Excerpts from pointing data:
★ ★ ★ ★ ★ ★ ★

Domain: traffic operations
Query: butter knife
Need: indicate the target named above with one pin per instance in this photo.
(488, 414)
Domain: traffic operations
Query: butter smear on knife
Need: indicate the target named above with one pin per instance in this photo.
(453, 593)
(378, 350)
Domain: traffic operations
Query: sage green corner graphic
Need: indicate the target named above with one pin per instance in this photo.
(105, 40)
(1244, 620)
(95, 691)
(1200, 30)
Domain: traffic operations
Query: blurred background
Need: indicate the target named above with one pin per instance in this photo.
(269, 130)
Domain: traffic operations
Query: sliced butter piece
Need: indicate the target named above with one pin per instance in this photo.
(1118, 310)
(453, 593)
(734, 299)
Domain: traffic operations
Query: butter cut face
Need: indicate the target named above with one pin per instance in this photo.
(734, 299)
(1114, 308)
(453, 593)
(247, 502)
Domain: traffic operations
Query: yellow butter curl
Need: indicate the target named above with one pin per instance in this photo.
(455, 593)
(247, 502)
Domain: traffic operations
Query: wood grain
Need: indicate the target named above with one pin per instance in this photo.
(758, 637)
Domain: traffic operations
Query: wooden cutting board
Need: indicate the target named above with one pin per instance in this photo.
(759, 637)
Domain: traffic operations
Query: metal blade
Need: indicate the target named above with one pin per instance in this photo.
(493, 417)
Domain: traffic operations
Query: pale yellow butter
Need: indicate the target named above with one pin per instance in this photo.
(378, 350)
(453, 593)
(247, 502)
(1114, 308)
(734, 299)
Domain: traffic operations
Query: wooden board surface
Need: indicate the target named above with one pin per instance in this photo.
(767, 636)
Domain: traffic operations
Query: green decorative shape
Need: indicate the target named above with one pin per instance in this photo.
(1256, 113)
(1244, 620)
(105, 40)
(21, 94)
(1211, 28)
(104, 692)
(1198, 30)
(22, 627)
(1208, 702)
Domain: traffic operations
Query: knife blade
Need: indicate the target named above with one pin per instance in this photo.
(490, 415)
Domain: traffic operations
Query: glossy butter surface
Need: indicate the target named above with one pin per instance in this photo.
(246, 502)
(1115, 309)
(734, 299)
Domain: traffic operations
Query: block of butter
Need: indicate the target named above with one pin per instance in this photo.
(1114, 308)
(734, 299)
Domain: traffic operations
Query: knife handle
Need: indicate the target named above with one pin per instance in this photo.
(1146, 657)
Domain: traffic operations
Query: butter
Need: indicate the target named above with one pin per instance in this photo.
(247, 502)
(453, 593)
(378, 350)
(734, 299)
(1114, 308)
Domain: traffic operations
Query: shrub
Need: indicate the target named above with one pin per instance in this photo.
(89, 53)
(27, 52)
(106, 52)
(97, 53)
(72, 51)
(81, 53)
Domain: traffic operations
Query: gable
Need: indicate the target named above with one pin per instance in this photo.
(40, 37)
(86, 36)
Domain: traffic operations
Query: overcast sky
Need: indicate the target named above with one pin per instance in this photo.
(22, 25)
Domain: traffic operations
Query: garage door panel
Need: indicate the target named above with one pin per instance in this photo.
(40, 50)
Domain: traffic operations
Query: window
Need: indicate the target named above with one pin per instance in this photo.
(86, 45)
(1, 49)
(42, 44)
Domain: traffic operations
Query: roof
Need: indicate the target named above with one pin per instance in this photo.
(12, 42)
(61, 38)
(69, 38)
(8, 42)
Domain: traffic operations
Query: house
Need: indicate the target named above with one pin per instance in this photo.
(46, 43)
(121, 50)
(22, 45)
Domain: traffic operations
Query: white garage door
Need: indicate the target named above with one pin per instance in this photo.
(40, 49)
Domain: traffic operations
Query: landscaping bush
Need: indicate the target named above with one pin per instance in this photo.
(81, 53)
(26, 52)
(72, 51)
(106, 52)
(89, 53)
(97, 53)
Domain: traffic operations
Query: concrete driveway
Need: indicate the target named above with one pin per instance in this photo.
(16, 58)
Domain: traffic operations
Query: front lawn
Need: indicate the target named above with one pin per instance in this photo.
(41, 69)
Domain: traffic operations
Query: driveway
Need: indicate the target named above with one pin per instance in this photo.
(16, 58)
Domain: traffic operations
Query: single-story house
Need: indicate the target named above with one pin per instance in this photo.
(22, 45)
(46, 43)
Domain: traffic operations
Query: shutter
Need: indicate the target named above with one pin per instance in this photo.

★ ★ ★ ★ ★ ★ ★

Exercise brief
Report every line of the records above that contains the string "door", treating uppercase and lowercase as different.

Solution
Query: garage door panel
Query: white garage door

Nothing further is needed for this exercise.